[Your instructions]
Format every line of the entries below as a JSON array of strings, one string per line, omitting blank lines.

[Information supplied]
[START]

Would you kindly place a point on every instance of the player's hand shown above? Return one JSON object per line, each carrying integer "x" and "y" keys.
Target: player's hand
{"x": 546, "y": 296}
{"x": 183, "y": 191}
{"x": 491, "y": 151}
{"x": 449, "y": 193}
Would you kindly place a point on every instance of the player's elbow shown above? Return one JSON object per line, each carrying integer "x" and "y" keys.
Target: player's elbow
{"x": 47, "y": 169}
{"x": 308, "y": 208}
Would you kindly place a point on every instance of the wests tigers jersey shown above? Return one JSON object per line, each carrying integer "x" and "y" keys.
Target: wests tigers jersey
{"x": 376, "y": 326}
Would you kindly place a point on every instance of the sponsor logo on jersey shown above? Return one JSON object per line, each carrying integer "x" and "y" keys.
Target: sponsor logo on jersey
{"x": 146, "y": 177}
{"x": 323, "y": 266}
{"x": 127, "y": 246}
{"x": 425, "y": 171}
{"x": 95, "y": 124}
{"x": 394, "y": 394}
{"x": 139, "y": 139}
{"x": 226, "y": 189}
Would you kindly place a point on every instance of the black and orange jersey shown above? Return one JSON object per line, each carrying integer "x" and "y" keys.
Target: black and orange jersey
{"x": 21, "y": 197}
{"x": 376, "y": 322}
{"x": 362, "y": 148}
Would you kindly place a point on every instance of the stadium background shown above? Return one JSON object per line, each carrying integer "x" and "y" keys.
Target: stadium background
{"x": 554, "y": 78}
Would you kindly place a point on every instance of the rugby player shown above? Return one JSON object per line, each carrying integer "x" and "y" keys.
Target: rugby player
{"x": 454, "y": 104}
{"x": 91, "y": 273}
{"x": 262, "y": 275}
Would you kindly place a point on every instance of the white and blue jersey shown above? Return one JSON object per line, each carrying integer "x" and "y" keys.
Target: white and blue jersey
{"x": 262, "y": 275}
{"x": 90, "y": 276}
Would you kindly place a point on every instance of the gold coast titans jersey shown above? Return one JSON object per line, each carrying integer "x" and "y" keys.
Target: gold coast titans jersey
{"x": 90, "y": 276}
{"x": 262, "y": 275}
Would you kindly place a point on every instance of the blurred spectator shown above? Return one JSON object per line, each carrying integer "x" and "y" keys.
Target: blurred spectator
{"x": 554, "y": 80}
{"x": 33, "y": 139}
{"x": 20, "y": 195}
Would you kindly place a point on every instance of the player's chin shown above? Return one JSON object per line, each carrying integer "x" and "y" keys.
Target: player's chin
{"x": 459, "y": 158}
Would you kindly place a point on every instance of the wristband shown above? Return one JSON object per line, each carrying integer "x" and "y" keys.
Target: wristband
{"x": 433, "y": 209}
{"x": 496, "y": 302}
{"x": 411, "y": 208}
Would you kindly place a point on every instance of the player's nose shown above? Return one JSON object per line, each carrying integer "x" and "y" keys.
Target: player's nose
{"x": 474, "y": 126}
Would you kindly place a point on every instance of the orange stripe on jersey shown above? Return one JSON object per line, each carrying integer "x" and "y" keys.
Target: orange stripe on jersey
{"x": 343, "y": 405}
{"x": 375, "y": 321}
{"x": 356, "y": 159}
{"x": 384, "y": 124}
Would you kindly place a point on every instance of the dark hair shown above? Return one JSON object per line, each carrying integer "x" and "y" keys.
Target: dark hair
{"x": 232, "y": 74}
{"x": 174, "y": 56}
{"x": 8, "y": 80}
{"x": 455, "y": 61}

[END]

[Solved exercise]
[
  "Would you kindly place a point on every instance of the player's hand shown above? Return one JSON object per line, each carrying integer \"x\" and \"y\" keys.",
  "Target: player's hand",
  "{\"x\": 546, \"y\": 296}",
  "{\"x\": 183, \"y\": 191}",
  "{\"x\": 491, \"y\": 151}",
  "{\"x\": 449, \"y\": 193}",
  "Would you kindly place a point on every instance of the player's elbow shown above? Return one JSON object per line, each carrying integer \"x\" and \"y\" keys.",
  "Target: player's elbow",
  "{\"x\": 47, \"y\": 169}",
  "{\"x\": 308, \"y\": 208}",
  "Would you kindly place a point on every instance of the wests tigers jersey shown above? Return one JSON object per line, each carrying integer \"x\" and \"y\" keys.",
  "Target: wests tigers jersey",
  "{\"x\": 376, \"y\": 326}",
  "Would you kindly place a point on every instance of the sponsor logo on jersey shown above? Return one JSON object per line, each carrying integer \"x\" and \"y\" keys.",
  "Target: sponsor logo on jersey",
  "{\"x\": 146, \"y\": 177}",
  "{\"x\": 323, \"y\": 266}",
  "{\"x\": 127, \"y\": 246}",
  "{\"x\": 425, \"y\": 171}",
  "{\"x\": 95, \"y\": 124}",
  "{\"x\": 394, \"y\": 394}",
  "{\"x\": 139, \"y\": 139}",
  "{\"x\": 226, \"y\": 189}",
  "Would you kindly place a point on every instance of the black and orange jersey shown above? Return one JSON object per line, each carrying integer \"x\" and \"y\" keys.",
  "Target: black and orange jersey",
  "{\"x\": 21, \"y\": 197}",
  "{\"x\": 376, \"y\": 322}",
  "{\"x\": 362, \"y\": 148}",
  "Would you kindly place a point on every instance of the stadium background shown above? Return one JSON object per line, each carrying integer \"x\" and \"y\" keys.",
  "Target: stadium background",
  "{\"x\": 554, \"y\": 78}",
  "Would you kindly place a point on every instance of the rugby player shown above? Return one JSON object per line, each carrying integer \"x\" and \"y\" keys.",
  "Target: rugby player",
  "{\"x\": 454, \"y\": 104}",
  "{\"x\": 91, \"y\": 273}",
  "{\"x\": 262, \"y\": 275}",
  "Would you kindly place a point on every instance of the white and blue jersey shown above? Return one JSON object per line, each carrying integer \"x\" and \"y\" keys.",
  "Target: white and blue jersey",
  "{\"x\": 262, \"y\": 275}",
  "{\"x\": 90, \"y\": 276}",
  "Would you kindly place a point on every instance of the gold coast titans jersey shown above? Return one JSON object per line, each carrying integer \"x\" and \"y\" keys.",
  "Target: gold coast titans jersey",
  "{\"x\": 90, \"y\": 276}",
  "{\"x\": 262, \"y\": 275}",
  "Would you kindly place a point on every instance of the blurred spectator shown above? Return one JSON object per line, each carrying integer \"x\" and \"y\" keys.",
  "Target: blurred spectator",
  "{\"x\": 554, \"y\": 80}",
  "{\"x\": 33, \"y\": 139}",
  "{\"x\": 20, \"y\": 195}",
  "Would you kindly place a point on every instance of the player's chin shown above? Return one JSON object per line, each carrying integer \"x\" and \"y\" keys.",
  "Target: player's chin",
  "{\"x\": 459, \"y\": 158}",
  "Would you kindly place a point on every instance of the wristband shown above? Return one JSON object per line, each carrying integer \"x\" and \"y\" keys.",
  "Target: wristband",
  "{\"x\": 433, \"y\": 209}",
  "{\"x\": 496, \"y\": 302}",
  "{\"x\": 411, \"y\": 208}",
  "Would you kindly place a point on every instance of the player's nose shown above? Return one JSON object per line, each carrying integer \"x\" and \"y\" keys.",
  "Target: player's nose",
  "{\"x\": 474, \"y\": 126}",
  "Would you kindly place a point on every instance of the orange stripe on jersey shown above? Return one JSON object per line, each carrying integer \"x\" and \"y\" keys.",
  "Target: orange stripe on jersey",
  "{\"x\": 343, \"y\": 405}",
  "{\"x\": 375, \"y\": 321}",
  "{\"x\": 356, \"y\": 159}",
  "{\"x\": 384, \"y\": 124}",
  "Would you kindly place a point on every instance of the dark hair shown above? Return one JSON object per line, each carrying integer \"x\" and \"y\" keys.",
  "Target: dark hair",
  "{\"x\": 232, \"y\": 74}",
  "{\"x\": 174, \"y\": 56}",
  "{\"x\": 8, \"y\": 80}",
  "{\"x\": 455, \"y\": 61}"
]